(Image entries on named regions)
********************

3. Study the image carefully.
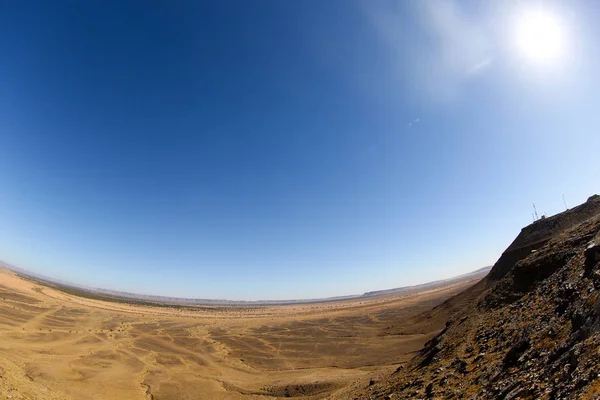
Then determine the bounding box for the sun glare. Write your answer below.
[515,9,567,64]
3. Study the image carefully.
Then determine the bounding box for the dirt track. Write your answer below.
[0,269,482,400]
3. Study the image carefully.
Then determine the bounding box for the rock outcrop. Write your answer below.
[353,196,600,399]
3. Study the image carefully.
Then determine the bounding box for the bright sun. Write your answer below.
[515,9,567,64]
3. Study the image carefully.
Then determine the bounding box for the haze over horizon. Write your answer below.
[0,0,600,300]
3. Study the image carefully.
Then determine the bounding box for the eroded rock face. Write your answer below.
[354,196,600,399]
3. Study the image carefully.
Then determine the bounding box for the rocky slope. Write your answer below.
[351,196,600,399]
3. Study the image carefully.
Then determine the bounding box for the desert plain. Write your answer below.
[0,269,480,400]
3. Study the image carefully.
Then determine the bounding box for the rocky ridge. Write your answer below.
[350,196,600,400]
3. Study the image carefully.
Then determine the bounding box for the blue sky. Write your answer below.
[0,0,600,299]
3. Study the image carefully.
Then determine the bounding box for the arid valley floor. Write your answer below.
[0,269,483,400]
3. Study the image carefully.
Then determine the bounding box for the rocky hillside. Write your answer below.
[353,196,600,399]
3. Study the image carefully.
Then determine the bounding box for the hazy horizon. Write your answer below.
[0,0,600,300]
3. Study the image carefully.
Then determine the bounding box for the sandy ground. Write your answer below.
[0,269,475,400]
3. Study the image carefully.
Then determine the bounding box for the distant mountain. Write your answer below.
[0,261,490,307]
[348,196,600,400]
[363,266,492,297]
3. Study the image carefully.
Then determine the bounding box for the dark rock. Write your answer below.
[502,337,531,366]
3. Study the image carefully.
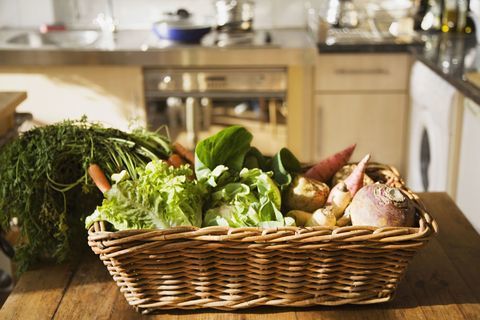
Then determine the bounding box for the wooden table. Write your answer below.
[0,193,480,320]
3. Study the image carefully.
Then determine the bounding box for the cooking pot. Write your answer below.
[152,9,212,43]
[215,0,254,31]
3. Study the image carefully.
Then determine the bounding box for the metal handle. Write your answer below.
[185,97,200,149]
[465,100,480,118]
[334,68,389,75]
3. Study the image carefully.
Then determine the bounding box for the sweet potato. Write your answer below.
[286,175,330,212]
[327,154,370,204]
[305,144,356,182]
[331,163,374,186]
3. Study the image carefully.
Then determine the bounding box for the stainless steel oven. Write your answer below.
[144,68,288,154]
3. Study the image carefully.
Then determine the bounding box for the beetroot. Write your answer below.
[347,183,415,227]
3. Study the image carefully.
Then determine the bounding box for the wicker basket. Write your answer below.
[88,164,437,313]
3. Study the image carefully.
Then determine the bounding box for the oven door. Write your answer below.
[147,97,287,155]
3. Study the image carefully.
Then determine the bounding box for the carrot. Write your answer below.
[88,164,112,193]
[327,154,370,204]
[305,144,356,182]
[172,142,195,166]
[167,153,185,168]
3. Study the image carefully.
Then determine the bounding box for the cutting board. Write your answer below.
[0,92,27,137]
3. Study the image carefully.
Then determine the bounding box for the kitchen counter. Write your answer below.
[0,29,316,67]
[0,92,27,146]
[410,34,480,104]
[318,34,480,104]
[0,193,480,320]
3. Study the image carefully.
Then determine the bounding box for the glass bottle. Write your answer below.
[442,0,458,32]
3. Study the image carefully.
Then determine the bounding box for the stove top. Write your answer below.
[142,30,279,50]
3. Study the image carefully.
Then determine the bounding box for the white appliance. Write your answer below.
[407,62,455,192]
[457,99,480,232]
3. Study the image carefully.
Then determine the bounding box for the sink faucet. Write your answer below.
[94,0,117,33]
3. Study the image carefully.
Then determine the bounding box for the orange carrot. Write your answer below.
[88,164,112,193]
[327,154,370,204]
[305,144,356,182]
[172,142,195,166]
[167,153,185,168]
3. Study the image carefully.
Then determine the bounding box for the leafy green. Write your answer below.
[203,168,292,227]
[243,147,267,170]
[268,148,301,190]
[195,126,253,179]
[85,160,206,230]
[0,119,171,272]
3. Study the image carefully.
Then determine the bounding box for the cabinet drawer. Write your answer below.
[314,94,407,171]
[315,54,409,91]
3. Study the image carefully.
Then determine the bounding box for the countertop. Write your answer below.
[0,29,316,67]
[410,34,480,104]
[0,193,480,320]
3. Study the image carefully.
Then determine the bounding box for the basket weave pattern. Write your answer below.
[88,165,437,313]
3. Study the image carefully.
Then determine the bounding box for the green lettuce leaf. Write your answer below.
[203,168,292,228]
[195,126,253,180]
[86,160,207,230]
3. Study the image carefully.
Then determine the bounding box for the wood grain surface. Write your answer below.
[0,193,480,320]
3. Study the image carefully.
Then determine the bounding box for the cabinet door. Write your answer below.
[313,94,406,172]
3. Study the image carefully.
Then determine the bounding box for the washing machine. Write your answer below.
[406,61,456,192]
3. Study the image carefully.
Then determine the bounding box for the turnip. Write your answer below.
[287,210,312,227]
[329,182,352,219]
[305,206,337,227]
[346,183,415,227]
[286,175,330,212]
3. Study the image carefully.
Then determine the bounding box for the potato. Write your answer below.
[305,206,337,227]
[286,175,330,212]
[332,164,374,186]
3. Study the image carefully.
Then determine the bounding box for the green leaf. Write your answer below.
[271,148,301,190]
[195,126,253,180]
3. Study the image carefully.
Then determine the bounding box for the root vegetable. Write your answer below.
[347,183,415,227]
[286,175,330,212]
[329,182,352,219]
[332,164,374,186]
[167,153,185,168]
[305,206,337,227]
[287,210,312,227]
[337,207,352,227]
[327,154,370,204]
[305,144,356,182]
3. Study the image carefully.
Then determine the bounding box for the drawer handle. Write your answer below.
[335,68,389,75]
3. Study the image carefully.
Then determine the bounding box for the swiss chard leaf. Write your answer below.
[195,126,253,180]
[270,148,301,190]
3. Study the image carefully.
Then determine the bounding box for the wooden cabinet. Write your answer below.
[0,66,146,129]
[315,54,409,92]
[456,99,480,232]
[312,54,410,173]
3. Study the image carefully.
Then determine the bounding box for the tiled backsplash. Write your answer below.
[0,0,316,29]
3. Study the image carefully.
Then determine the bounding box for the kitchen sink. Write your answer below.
[6,30,100,48]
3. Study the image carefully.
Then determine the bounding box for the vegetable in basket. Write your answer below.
[347,183,415,228]
[0,118,171,273]
[203,168,294,228]
[85,160,207,230]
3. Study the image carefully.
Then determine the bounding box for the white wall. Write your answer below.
[0,0,316,29]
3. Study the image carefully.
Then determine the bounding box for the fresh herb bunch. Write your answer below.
[0,118,171,272]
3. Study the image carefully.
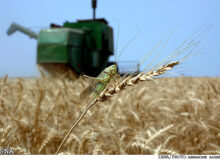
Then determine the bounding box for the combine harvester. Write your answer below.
[7,0,139,76]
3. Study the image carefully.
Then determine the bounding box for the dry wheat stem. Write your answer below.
[56,98,98,154]
[56,61,179,154]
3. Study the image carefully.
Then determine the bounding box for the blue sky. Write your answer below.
[0,0,220,77]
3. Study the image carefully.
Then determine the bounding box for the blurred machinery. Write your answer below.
[7,0,139,76]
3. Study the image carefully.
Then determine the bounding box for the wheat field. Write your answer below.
[0,77,220,154]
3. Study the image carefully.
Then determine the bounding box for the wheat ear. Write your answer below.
[98,61,180,101]
[56,61,180,154]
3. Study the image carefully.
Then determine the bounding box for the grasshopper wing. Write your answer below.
[80,84,95,99]
[80,76,98,99]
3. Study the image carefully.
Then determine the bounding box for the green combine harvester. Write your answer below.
[7,0,139,76]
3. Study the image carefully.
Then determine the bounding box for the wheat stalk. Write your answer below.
[56,61,179,154]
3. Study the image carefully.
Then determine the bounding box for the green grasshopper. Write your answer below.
[80,64,117,99]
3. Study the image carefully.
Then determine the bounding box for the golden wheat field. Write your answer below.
[0,77,220,154]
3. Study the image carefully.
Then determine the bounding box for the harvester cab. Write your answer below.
[7,0,114,76]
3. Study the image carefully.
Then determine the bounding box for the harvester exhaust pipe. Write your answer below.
[7,23,37,39]
[92,0,97,20]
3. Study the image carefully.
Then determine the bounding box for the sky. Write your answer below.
[0,0,220,77]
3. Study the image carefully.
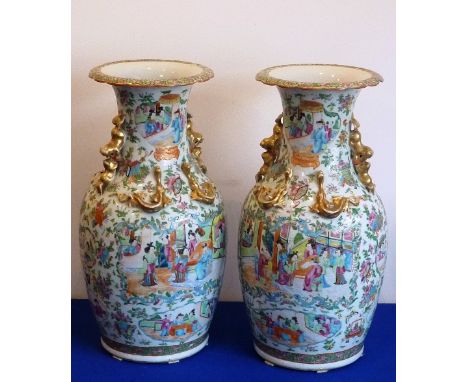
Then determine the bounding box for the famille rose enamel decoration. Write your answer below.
[79,60,225,362]
[239,64,387,371]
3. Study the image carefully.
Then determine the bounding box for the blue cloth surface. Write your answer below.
[71,300,396,382]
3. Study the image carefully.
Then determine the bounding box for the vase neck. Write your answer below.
[279,88,359,176]
[114,86,191,167]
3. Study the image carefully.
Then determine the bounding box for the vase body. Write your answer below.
[79,65,225,362]
[239,81,387,370]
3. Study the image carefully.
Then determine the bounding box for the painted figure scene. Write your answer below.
[241,221,354,296]
[119,90,187,147]
[283,94,341,168]
[139,299,216,341]
[253,309,341,347]
[118,215,225,296]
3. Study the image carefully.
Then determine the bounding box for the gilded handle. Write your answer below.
[349,114,375,192]
[94,114,125,195]
[253,114,291,209]
[253,169,291,209]
[117,166,171,212]
[187,113,206,174]
[255,114,283,182]
[182,162,216,204]
[310,171,359,219]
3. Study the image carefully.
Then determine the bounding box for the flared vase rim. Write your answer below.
[89,58,214,88]
[255,63,383,90]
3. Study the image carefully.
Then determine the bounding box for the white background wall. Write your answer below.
[72,0,395,302]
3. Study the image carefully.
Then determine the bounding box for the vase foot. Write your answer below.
[254,342,364,373]
[101,335,208,364]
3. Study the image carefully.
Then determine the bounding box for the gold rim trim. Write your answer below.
[255,64,383,90]
[89,58,214,87]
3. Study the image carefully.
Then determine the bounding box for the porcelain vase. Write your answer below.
[239,65,387,371]
[79,60,225,362]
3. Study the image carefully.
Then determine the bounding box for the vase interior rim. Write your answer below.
[256,64,383,90]
[89,59,213,87]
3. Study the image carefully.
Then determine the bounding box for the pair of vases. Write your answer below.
[79,60,387,370]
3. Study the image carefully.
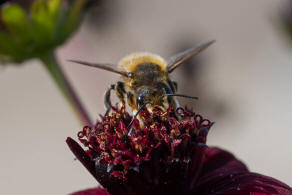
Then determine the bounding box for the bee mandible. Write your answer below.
[69,40,215,118]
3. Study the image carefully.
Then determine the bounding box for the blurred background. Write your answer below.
[0,0,292,194]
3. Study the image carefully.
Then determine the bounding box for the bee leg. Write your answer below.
[115,81,126,102]
[104,85,115,116]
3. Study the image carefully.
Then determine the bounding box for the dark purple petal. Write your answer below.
[192,148,292,195]
[70,187,110,195]
[66,137,125,195]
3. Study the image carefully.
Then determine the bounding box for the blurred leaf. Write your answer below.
[63,0,88,37]
[31,0,54,46]
[2,5,31,45]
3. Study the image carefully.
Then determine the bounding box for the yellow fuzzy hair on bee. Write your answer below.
[119,52,167,72]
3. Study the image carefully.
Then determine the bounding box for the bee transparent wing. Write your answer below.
[167,40,215,73]
[68,60,129,77]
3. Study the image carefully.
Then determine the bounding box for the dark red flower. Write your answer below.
[67,104,292,195]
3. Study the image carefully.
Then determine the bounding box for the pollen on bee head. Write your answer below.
[119,52,167,72]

********************

_WHAT THE EXERCISE ASKS_: Report how many lines of the records contain the word "sink". Give only the number.

_ANSWER TO THE TASK_: 2